### AIM OF THE EXERCISE
Output every record exactly, apart from its images.

=== PROVIDED RECORDS ===

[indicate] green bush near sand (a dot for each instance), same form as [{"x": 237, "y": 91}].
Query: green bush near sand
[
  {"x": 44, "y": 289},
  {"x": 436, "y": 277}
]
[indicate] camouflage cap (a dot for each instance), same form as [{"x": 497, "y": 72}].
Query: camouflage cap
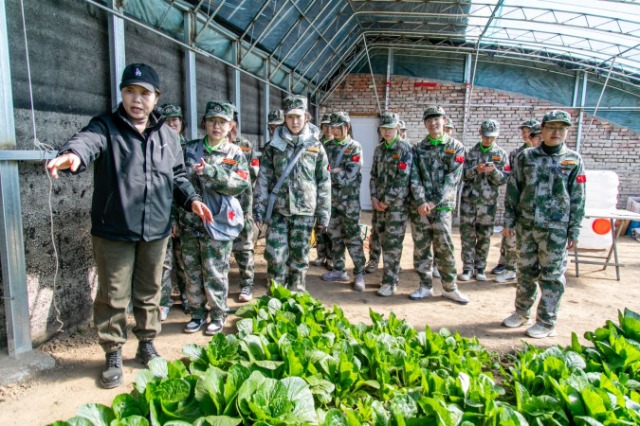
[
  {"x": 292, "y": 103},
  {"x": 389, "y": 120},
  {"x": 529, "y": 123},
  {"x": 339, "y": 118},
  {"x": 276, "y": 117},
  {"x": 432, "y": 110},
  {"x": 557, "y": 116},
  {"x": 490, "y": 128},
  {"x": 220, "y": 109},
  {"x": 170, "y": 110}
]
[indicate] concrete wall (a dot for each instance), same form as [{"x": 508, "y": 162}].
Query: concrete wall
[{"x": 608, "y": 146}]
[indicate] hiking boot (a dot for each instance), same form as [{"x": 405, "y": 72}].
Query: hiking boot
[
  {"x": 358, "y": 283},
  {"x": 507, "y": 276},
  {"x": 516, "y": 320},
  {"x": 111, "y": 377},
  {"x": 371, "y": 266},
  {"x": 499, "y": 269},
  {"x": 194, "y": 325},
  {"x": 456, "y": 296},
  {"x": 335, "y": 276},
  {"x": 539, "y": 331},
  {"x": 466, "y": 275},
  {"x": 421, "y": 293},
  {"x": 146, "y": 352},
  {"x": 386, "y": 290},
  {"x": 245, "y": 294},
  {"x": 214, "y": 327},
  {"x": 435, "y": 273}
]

===

### RESULT
[indicate] green bush near sand (a dot for each instance), same form as [{"x": 237, "y": 91}].
Query: green bush near sand
[
  {"x": 44, "y": 289},
  {"x": 436, "y": 277}
]
[indicate] camouflage cap (a dot for each instance), same form as [{"x": 497, "y": 72}].
Query: camouflage cap
[
  {"x": 292, "y": 103},
  {"x": 389, "y": 120},
  {"x": 529, "y": 123},
  {"x": 339, "y": 118},
  {"x": 276, "y": 117},
  {"x": 432, "y": 110},
  {"x": 557, "y": 116},
  {"x": 490, "y": 128},
  {"x": 220, "y": 109},
  {"x": 170, "y": 110}
]
[indicate] concrete wall (a dot for each instance), same form as [{"x": 508, "y": 162}].
Query: concrete wall
[{"x": 608, "y": 146}]
[indicate] hiking boot (a dot for each instance), same form as [{"x": 405, "y": 72}].
Query: hiking boot
[
  {"x": 358, "y": 283},
  {"x": 507, "y": 276},
  {"x": 516, "y": 320},
  {"x": 111, "y": 377},
  {"x": 371, "y": 266},
  {"x": 499, "y": 269},
  {"x": 194, "y": 325},
  {"x": 456, "y": 296},
  {"x": 335, "y": 276},
  {"x": 539, "y": 331},
  {"x": 466, "y": 275},
  {"x": 421, "y": 293},
  {"x": 146, "y": 352},
  {"x": 386, "y": 290},
  {"x": 245, "y": 294},
  {"x": 214, "y": 327},
  {"x": 435, "y": 273}
]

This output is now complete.